All lines from the opening of the data to the line containing "21L93 17L88 21L79" must be returned unchanged, and only those lines.

[Stored data entries]

■ ■ ■

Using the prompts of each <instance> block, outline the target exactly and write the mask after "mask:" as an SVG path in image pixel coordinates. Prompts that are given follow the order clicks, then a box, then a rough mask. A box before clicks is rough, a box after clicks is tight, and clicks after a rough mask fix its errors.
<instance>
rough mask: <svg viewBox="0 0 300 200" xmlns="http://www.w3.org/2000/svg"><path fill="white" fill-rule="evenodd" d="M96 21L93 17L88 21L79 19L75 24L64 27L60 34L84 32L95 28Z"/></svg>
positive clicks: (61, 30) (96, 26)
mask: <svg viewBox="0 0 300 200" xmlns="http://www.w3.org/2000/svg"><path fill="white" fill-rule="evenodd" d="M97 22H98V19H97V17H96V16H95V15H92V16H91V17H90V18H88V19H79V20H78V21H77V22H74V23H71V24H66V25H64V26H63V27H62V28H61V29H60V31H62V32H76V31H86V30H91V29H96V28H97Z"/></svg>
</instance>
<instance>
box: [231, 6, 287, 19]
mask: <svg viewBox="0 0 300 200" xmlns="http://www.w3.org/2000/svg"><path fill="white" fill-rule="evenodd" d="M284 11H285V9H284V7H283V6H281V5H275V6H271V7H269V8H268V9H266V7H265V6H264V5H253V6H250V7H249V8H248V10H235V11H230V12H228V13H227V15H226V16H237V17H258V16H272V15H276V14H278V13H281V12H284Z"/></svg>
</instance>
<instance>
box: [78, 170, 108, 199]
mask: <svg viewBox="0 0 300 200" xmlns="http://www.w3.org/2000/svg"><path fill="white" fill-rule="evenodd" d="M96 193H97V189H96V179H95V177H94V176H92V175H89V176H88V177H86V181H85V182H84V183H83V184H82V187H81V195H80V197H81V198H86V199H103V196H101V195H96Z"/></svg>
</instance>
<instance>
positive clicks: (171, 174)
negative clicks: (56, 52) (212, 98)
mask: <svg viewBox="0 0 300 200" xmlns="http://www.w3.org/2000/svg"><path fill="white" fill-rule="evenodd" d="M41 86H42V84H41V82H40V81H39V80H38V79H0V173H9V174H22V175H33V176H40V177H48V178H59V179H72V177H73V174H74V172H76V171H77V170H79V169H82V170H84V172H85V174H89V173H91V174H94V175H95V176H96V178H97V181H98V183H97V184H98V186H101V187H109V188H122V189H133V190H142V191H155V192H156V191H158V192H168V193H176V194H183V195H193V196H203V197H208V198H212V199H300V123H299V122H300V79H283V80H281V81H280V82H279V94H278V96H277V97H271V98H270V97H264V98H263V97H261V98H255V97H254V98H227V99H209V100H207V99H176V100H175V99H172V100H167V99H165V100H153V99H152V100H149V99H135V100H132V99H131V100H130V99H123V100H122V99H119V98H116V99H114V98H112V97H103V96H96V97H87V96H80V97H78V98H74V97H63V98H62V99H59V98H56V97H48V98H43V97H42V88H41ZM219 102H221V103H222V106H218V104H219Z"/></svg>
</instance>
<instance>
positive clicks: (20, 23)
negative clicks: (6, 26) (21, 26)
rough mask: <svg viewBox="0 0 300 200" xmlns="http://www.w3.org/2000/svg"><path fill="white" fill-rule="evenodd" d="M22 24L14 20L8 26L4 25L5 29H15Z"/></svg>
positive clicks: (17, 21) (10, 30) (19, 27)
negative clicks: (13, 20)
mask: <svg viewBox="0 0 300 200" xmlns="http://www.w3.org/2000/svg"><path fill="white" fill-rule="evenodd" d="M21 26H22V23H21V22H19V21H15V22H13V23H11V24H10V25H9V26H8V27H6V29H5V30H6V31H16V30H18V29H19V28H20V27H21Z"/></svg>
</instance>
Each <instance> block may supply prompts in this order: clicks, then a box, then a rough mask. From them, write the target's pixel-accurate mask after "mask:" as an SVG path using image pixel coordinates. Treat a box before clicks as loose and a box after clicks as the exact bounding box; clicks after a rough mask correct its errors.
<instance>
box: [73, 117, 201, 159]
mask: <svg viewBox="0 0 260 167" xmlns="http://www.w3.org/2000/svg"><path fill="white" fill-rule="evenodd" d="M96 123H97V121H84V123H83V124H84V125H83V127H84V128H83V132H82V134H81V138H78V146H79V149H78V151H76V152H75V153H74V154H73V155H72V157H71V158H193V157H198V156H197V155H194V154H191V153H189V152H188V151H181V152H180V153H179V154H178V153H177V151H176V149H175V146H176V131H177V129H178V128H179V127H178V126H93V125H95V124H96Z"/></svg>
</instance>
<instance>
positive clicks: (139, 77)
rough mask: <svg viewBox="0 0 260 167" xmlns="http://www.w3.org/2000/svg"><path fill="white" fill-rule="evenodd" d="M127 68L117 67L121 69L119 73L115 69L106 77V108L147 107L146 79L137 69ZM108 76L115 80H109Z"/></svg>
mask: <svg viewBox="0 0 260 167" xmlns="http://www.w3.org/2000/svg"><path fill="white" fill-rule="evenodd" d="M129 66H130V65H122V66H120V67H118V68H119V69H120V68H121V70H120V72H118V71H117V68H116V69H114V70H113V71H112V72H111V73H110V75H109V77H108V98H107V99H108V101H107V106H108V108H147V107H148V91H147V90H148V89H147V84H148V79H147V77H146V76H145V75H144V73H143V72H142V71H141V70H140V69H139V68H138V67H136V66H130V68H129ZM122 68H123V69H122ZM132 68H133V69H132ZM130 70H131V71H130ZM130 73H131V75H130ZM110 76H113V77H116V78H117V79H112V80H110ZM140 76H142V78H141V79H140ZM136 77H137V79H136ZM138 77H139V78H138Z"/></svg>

■ ■ ■

**Task response:**
Using the prompts of each <instance> block, outline the target exactly and write the mask after "mask:" as an SVG path in image pixel coordinates. Prompts that are given follow the order clicks, then a box, then a rough mask. A box before clicks is rough, a box after clicks is tight, and clicks after a rough mask fix its errors.
<instance>
rough mask: <svg viewBox="0 0 300 200" xmlns="http://www.w3.org/2000/svg"><path fill="white" fill-rule="evenodd" d="M96 21L93 17L88 21L79 19L75 24L64 27L60 34L84 32L95 28Z"/></svg>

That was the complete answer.